__What you are asked to do__: Find the line containing "In this exercise you will locate the olive". Return it and every line after it, unchanged, up to and including the last line.

A run of records:
* * * * *

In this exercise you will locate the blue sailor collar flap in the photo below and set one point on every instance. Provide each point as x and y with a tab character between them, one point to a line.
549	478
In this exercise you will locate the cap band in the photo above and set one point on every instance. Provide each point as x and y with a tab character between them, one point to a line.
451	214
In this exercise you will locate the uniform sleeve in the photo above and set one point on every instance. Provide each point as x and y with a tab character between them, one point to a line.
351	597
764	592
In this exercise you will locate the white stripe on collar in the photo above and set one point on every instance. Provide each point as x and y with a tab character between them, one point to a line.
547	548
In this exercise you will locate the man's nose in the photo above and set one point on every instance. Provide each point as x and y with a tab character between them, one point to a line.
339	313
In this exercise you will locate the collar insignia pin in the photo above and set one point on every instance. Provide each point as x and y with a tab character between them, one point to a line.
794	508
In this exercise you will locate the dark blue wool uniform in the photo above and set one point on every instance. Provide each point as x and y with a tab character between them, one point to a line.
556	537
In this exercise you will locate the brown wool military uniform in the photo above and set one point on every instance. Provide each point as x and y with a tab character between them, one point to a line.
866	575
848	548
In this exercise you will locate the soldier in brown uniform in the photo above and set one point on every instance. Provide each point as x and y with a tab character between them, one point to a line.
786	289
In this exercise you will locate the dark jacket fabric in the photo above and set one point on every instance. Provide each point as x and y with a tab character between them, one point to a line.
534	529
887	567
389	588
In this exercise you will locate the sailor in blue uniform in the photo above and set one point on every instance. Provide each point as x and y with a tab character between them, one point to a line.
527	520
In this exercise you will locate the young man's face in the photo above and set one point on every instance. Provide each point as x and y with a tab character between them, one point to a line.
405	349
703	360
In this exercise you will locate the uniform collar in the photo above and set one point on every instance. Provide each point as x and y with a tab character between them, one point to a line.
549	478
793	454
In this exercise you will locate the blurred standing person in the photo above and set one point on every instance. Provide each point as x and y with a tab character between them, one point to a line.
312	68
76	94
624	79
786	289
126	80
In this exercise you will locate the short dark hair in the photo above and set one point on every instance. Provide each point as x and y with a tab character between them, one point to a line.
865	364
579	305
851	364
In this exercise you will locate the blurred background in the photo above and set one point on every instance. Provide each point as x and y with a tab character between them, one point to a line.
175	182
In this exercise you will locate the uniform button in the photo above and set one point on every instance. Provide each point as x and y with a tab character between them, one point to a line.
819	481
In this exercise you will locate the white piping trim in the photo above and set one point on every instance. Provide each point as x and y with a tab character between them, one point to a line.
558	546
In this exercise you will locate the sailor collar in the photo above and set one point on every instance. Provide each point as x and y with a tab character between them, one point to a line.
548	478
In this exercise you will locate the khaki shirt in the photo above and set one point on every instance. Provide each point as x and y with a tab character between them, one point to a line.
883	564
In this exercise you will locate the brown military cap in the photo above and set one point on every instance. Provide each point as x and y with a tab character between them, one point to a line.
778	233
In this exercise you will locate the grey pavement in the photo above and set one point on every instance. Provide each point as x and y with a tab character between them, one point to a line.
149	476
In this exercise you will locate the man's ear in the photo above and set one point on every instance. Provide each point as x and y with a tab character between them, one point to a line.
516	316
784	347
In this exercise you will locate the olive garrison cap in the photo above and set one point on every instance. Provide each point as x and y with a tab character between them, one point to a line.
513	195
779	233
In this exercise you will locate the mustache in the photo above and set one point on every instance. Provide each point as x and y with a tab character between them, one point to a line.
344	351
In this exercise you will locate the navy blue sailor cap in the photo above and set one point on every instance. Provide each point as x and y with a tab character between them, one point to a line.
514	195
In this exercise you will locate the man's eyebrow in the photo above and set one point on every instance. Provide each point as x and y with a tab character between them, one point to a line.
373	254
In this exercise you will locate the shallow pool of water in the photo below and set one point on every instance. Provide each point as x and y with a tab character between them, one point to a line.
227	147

* * * * *

__Answer below__:
In this exercise you will locate the olive garrison cap in the photo above and set one point on every instance. Provide each point as x and y with a tab character between them, one point to a line.
513	195
779	233
In this exercise you will locate the mustache in the photo above and set one point on every instance. Provide each point as x and y with a tab character between them, one point to a line.
344	351
In this exercise you will locate the navy blue sailor cap in the photo above and set one point on every instance. Provide each point as x and y with a tab character between them, one point to a line.
514	195
In this exercise you will locate the man's eyebrow in the photo above and set one point on every instance. Provide each point as x and y with a tab character between them, one point to a line.
373	254
In this exercise you will locate the shallow pool of water in the photo below and set one point on every instance. Provide each point as x and y with a tab character between them, one point to a line.
227	147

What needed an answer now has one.